__CONJUNTO DE TAREFAS__
a - Diga se cada afirmação abaixo está de acordo com o texto sobre guarda compartilhada. Responda sim ou não e cite as palavras do texto que decidem. (i) O artigo usa pesquisa bibliográfica feita em livros. (ii) Segundo Ana Carolina Brochado Teixeira, o menor é o protagonista da família por causa da sua vulnerabilidade. (iii) O texto afirma que a guarda compartilhada prejudica a continuação da família.
b - Prossiga com o texto sobre guarda compartilhada a partir do ponto em que ele termina.

__TEXTO PARA ANÁLISE__

========================

Diante das diversas mudanças ocorridas, surgiu uma mudança e uma necessidade pela criação de um modelo de guarda que mantivesse a relação afetiva entre pais e filhos, visando o desenvolvimento saudável e melhor interesse da criança.
Na relação afetiva entre pais e filhos, segundo Ana Carolina Brochado Teixeira o menor é protagonista da família, em razão de sua vulnerabilidade, enraizada no déficit de discernimento decorrente da pouca idade.
Sendo assim, o referido artigo busca a análise da recente modalidade de guarda compartilhada, contemplada na legislação vigente; os posicionamentos acerca da utilização do instituto a compreensão deste em sua integralidade, obtendo uma noção do conceito, observando sua origem e fundamentações jurídicas.
A pesquisa sobre a guarda compartilhada é necessária, pois, conforme previsão na legislação, só tem a contribuir para a continuação da família, que é base da sociedade.
A metodologia aplicada no presente artigo pauta-se em pesquisa bibliográfica, através de livros que tratem da matéria, buscando analisar a teoria das diferenças existentes ao longo dos anos nas leis acerca da guarda compartilhada.

========================

__DADOS REGISTRADOS__
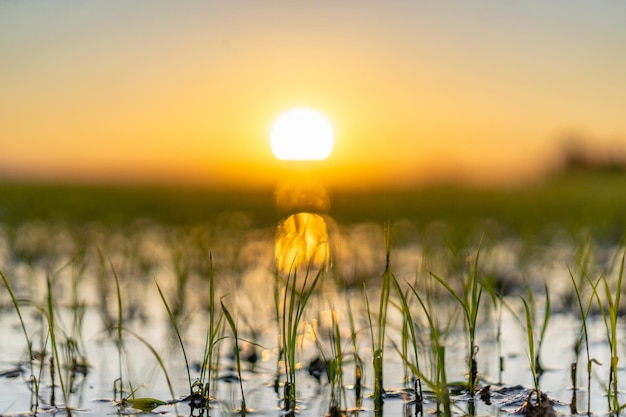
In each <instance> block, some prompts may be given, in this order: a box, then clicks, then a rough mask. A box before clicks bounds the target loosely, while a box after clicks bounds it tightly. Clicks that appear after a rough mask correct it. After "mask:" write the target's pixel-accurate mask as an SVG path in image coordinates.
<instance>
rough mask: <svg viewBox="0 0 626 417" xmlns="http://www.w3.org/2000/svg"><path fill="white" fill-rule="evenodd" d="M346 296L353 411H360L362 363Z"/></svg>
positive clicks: (351, 307) (354, 328)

========================

__LISTA DE RESPOSTAS__
a -
(i) Sim: "pauta-se em pesquisa bibliográfica, através de livros que tratem da matéria".
(ii) Sim: "o menor é protagonista da família, em razão de sua vulnerabilidade".
(iii) Não: "só tem a contribuir para a continuação da família".

b -
O objetivo desse artigo é analisar e identificar o instituto da guarda compartilhada em sua integralidade e ao final chegar a uma conclusão, sabendo se o presente tema tende a proteger e ser mais benéfico ao menor ou a seu guardião.
2O conceito de guarda compartilhada
De acordo com o doutrinador De Plácio e Silva, o vocábulo guarda é: “derivado do antigo alemão wargen (guarda, espera), de que proveio o inglês warden (guarda), de que formou o francês garde.” (DE PLÁCIO E SILVA, 1990, p. 365/366)[1].
Ana Carolina Brochado Teixeira (2010, p.239)[2], traz que “a guarda compõe a estrutura do poder familiar”, de modo que serve para mostrar quem ficará com a companhia direta do menor, pois mesmo que o casal não possua mais um vínculo conjugal a autoridade parental permanecerá intacta.
Fundamentadamente, na Lei 13.058[3] de 22 de dezembro de 2015, encontra‐se o conceito de guarda compartilhada como sendo o tempo de convívio com os filhos deve ser dividido de forma equilibrada com a mãe e com o pai, sempre tendo em vista as condições fáticas e os interesses dos filhos.
O exercício do poder familiar compete aos pais, igualmente, pois não é o exercício de uma autoridade, mas de um encargo imposto pela paternidade e maternidade, decorrente da lei, conforme o artigo 1631 do Código Civil.
É através de este poder que os pais mantêm os filhos em sua companhia, proporcionando-lhes proteção, educação, afeto, amor, alimentos, enfim, preparando-os para que possam se desenvolver como pessoas e serem cidadãos capazes de exercer seus direitos e obrigações.
Assim, se é retirado dele o contato comum dos genitores, logo, o mesmo perderá sua base que é a família. Várias são asconsequências trazidas com a ausência dos pais, inclusive no desenvolvimento psicológico e social da criança.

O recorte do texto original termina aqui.